Start of Block
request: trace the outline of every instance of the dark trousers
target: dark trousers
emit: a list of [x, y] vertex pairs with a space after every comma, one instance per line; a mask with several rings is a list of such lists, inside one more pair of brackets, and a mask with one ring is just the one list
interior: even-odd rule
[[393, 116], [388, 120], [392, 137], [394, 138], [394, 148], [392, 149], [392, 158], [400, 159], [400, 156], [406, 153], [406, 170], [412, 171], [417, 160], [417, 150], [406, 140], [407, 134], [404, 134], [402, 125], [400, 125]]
End of Block
» TO DO:
Output only a verbatim copy of the lines spanning from the line that contains "emit: a list" to the end of the records above.

» SOLUTION TO THIS EXERCISE:
emit: a list of [x, y] vertex pairs with a space after every comma, one instance per line; a mask with several rings is a list of such lists, inside one more pair of brackets, and a mask with one ring is just the one list
interior: even-odd rule
[[393, 116], [388, 120], [392, 137], [394, 138], [394, 148], [392, 149], [392, 158], [400, 159], [400, 156], [406, 153], [406, 170], [412, 171], [417, 160], [417, 150], [406, 140], [407, 134], [404, 134], [402, 125], [400, 125]]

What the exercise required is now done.